Stored items:
----------

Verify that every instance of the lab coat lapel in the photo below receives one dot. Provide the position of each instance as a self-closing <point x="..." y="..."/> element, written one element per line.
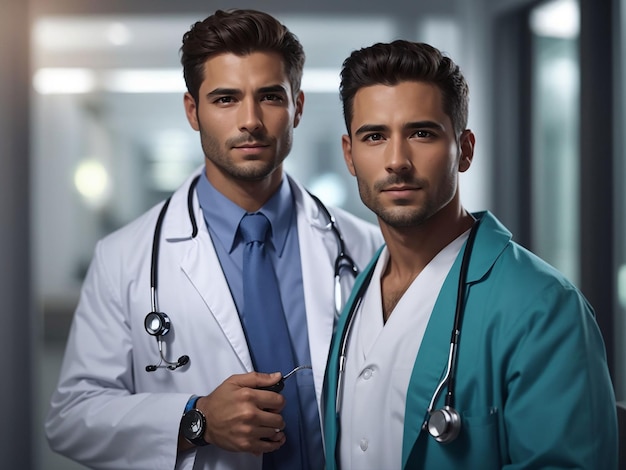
<point x="318" y="248"/>
<point x="431" y="360"/>
<point x="199" y="261"/>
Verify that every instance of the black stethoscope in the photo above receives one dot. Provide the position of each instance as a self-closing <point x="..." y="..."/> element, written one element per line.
<point x="158" y="323"/>
<point x="443" y="424"/>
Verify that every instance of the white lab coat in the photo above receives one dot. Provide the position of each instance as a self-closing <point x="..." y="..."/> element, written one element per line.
<point x="108" y="412"/>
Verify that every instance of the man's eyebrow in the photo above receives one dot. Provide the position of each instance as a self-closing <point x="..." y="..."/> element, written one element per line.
<point x="425" y="125"/>
<point x="273" y="89"/>
<point x="236" y="91"/>
<point x="223" y="91"/>
<point x="371" y="128"/>
<point x="410" y="125"/>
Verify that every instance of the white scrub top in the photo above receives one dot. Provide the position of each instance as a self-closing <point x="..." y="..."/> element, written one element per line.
<point x="379" y="363"/>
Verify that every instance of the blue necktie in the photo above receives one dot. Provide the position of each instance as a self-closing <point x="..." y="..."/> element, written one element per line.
<point x="268" y="336"/>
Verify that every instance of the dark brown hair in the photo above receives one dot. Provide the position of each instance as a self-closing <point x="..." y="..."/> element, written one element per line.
<point x="239" y="32"/>
<point x="401" y="61"/>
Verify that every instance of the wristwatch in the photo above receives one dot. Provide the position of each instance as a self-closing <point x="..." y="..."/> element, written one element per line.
<point x="193" y="423"/>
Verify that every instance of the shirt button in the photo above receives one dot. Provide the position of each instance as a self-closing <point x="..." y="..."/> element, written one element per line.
<point x="363" y="444"/>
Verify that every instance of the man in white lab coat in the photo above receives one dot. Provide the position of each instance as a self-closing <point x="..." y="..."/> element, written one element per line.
<point x="123" y="392"/>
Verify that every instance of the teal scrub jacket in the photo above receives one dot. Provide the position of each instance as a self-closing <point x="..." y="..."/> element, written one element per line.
<point x="533" y="386"/>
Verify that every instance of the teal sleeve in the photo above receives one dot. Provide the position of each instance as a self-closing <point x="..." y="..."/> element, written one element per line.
<point x="560" y="406"/>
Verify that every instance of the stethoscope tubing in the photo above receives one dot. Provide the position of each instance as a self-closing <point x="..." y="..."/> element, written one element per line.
<point x="449" y="378"/>
<point x="342" y="261"/>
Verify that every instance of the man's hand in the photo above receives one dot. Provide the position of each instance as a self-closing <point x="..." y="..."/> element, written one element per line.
<point x="241" y="418"/>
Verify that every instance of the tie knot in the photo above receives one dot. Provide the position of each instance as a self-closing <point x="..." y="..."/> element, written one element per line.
<point x="254" y="227"/>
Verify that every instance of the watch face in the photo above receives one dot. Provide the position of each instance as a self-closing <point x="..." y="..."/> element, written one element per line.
<point x="193" y="425"/>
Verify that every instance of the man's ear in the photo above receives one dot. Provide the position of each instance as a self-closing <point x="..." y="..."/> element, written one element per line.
<point x="191" y="110"/>
<point x="346" y="145"/>
<point x="299" y="102"/>
<point x="466" y="144"/>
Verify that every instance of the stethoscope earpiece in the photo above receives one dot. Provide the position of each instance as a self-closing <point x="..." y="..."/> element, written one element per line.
<point x="444" y="424"/>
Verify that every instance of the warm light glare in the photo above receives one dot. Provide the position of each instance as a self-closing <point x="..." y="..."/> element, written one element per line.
<point x="92" y="182"/>
<point x="330" y="188"/>
<point x="48" y="81"/>
<point x="558" y="19"/>
<point x="63" y="80"/>
<point x="144" y="81"/>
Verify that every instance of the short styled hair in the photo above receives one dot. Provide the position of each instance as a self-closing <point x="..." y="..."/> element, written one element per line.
<point x="239" y="32"/>
<point x="402" y="61"/>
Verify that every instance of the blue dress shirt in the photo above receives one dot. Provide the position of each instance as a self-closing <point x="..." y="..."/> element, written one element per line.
<point x="222" y="217"/>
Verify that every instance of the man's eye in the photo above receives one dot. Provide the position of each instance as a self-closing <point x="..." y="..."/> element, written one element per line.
<point x="272" y="97"/>
<point x="224" y="99"/>
<point x="373" y="137"/>
<point x="422" y="134"/>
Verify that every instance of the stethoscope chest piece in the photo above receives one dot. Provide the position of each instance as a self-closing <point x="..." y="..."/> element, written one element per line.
<point x="157" y="323"/>
<point x="444" y="424"/>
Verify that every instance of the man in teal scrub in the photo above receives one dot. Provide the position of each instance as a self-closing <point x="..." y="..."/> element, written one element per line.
<point x="522" y="381"/>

----------

| Problem description |
Copy all the entries word for word. Omit any pictures.

| Task answer |
Verify that every instance of the lab coat lapel in the photo below receives one dot. Provide the position of each instance as a self-closing <point x="..." y="..."/> element, written one element per line.
<point x="318" y="248"/>
<point x="431" y="360"/>
<point x="199" y="261"/>
Verify that every instance of the black stethoscope in the photo above receives one dot. Provide the position of each instance as a self-closing <point x="..." y="..."/> element, written one element per line.
<point x="158" y="323"/>
<point x="443" y="424"/>
Verify that every instance of the white lab coat in the photo above receives one dot. Provide the position of each instance as a self-closing <point x="..." y="..."/> element, written one element per line.
<point x="108" y="412"/>
Verify that every instance of the man's eyebrow in the photo above receives one dot. Provide the position of each instance as a self-closing <point x="..." y="..."/> element, written one element per line.
<point x="425" y="125"/>
<point x="273" y="89"/>
<point x="236" y="91"/>
<point x="223" y="91"/>
<point x="371" y="128"/>
<point x="410" y="125"/>
Verify that every instance of the white scrub top in the photo above receives one dot. Provide the position of each instance as a self-closing <point x="..." y="..."/> element, written one element per line.
<point x="379" y="363"/>
Verify that every instance of the blue necktie in the photo above receives one dot. Provide the position of each instance as a self-closing <point x="..." y="..."/> element, written one element per line.
<point x="268" y="336"/>
Verify that every instance of the dark brown hair in the photo above receives one dot. Provide the position of each instance as a self-closing <point x="..." y="..."/> element, written one element per line.
<point x="239" y="32"/>
<point x="401" y="61"/>
Verify that every instance of the wristwatch in the photo above receives one dot. Provide the position of each instance as a self-closing <point x="..." y="..."/> element, written one element per line.
<point x="193" y="423"/>
Verify that every instance of the shirt button in the photo above receives one dot. Provide the position of each instance as a self-closing <point x="..." y="..."/> element, written one element per line.
<point x="363" y="444"/>
Verify that every instance of the man in white lab coat in the photo above receives one dot. Provide the position of each instance as a self-closing <point x="..." y="..."/> element, written one element per line.
<point x="123" y="392"/>
Verify that every instance of the teal scrub jacket in the photo above receives one dot. Provide the position of each instance as a self-closing <point x="..." y="..."/> element, written one element per line.
<point x="533" y="386"/>
Verify that every instance of the teal sleeve in the photo above receives one dot. Provide the position of each instance as a self-closing <point x="..." y="..."/> element, written one element per line.
<point x="560" y="406"/>
Verify that every instance of the stethoscope tubing in the photo above receives one dot. Provide the position of each instance as a self-closing <point x="..." y="..."/> element, written one element per line.
<point x="449" y="378"/>
<point x="342" y="261"/>
Verify that every instance of the man's hand in the photo above receives one dot. Provide the position of each instance as a self-closing <point x="..." y="..."/> element, written one element per line.
<point x="241" y="418"/>
Verify that every instance of the tie knot in the photo above receives one dot. Provide the position of each instance as a self-closing <point x="..." y="..."/> element, written one element per line.
<point x="254" y="227"/>
Verify that every instance of the watch face in the photo above receives one dot. Provide the position of each instance as a self-closing <point x="..." y="..."/> element, written one element per line.
<point x="193" y="425"/>
Verify that every instance of the man's ear in the photo above receives one dot. Provide the position of each instance as a self-closing <point x="..." y="..."/> element, written one element per line.
<point x="191" y="110"/>
<point x="346" y="145"/>
<point x="299" y="102"/>
<point x="466" y="144"/>
Verify that every instance of the stethoscope earpiece in the photo above receives one dot. Provide the position of each instance as a self-closing <point x="..." y="..."/> element, written one element per line.
<point x="444" y="424"/>
Verify that every instance of the warm light glare in the photo above receives one dot. Provide the position of each instance as a self-closing <point x="..." y="..."/> element, written one element per line.
<point x="92" y="182"/>
<point x="330" y="188"/>
<point x="48" y="81"/>
<point x="558" y="19"/>
<point x="63" y="80"/>
<point x="144" y="81"/>
Verify that every instance of the short styled hair in the photo above receives one dot. Provide the position of each instance as a self-closing <point x="..." y="..."/> element, written one element per line.
<point x="239" y="32"/>
<point x="402" y="61"/>
Verify that every instance of the blue dress shirt in the photo above receives one dot. Provide the position of each instance as a self-closing <point x="..." y="..."/> element, written one element per line.
<point x="222" y="217"/>
Verify that every instance of the man's eye in the photo above receives one dot. Provide the position of each instance as a self-closing <point x="..." y="..."/> element, written one element per line.
<point x="272" y="97"/>
<point x="224" y="99"/>
<point x="373" y="137"/>
<point x="422" y="134"/>
Verify that every instance of the stethoscope chest piece in the photo above receives one dot. Provide the position of each instance as a self-closing <point x="..." y="..."/> element, written one element per line.
<point x="157" y="323"/>
<point x="444" y="424"/>
Verify that every instance of the man in teal scrub in the photo above receives one dot. Provide the position of each instance as a self-closing <point x="..." y="..."/> element, written one element per line.
<point x="522" y="381"/>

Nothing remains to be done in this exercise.